[Start of Records provided]

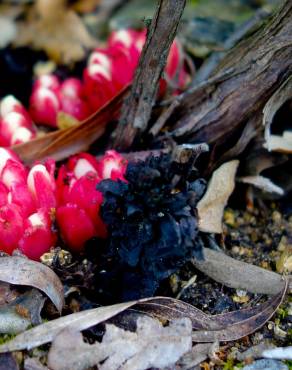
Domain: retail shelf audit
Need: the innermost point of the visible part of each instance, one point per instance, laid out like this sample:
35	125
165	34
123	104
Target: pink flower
27	201
112	166
44	106
79	202
38	237
16	125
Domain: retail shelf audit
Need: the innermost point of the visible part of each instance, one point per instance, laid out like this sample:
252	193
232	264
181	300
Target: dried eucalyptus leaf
33	364
46	332
22	271
8	362
54	28
211	206
281	353
262	183
21	313
276	142
8	31
239	275
152	345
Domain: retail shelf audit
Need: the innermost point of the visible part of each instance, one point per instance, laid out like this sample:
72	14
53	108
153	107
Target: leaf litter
152	345
22	271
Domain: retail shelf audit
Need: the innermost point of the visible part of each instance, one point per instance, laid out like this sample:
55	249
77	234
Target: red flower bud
79	202
72	88
10	104
41	183
47	81
11	227
38	237
21	196
98	85
113	166
75	225
15	128
44	106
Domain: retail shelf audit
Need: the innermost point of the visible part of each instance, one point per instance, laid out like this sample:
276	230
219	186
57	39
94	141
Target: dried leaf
226	327
21	313
199	353
8	31
8	362
276	142
79	321
262	183
63	143
22	271
54	28
33	364
281	353
152	345
254	352
211	206
238	274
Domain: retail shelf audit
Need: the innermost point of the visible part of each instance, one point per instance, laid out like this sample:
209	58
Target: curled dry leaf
22	271
33	364
64	43
277	142
238	274
151	346
63	143
8	362
226	327
262	183
79	321
281	353
211	206
24	311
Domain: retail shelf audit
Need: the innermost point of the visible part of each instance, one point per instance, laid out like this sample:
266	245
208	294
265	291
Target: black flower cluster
152	224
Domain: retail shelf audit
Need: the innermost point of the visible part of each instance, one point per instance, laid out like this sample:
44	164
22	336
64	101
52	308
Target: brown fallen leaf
33	364
22	271
57	30
199	353
279	143
24	311
79	321
225	327
262	183
63	143
151	346
8	362
239	275
211	206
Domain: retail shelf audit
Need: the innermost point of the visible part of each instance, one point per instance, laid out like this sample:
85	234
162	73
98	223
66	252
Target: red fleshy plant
27	201
16	126
108	70
78	210
31	199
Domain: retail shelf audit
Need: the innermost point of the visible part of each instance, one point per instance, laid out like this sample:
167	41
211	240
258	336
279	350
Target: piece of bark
217	112
137	108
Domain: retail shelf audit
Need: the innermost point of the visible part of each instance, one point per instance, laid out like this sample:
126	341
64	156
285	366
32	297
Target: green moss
289	364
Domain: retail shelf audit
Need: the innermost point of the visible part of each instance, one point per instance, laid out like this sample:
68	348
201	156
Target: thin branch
137	108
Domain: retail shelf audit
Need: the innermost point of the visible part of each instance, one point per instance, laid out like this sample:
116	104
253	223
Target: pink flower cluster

[End of Records provided]

Locate every line in the rows that contains the string "pink", where case matters, and copy each such line.

Target: pink flower
Target: pink flower cluster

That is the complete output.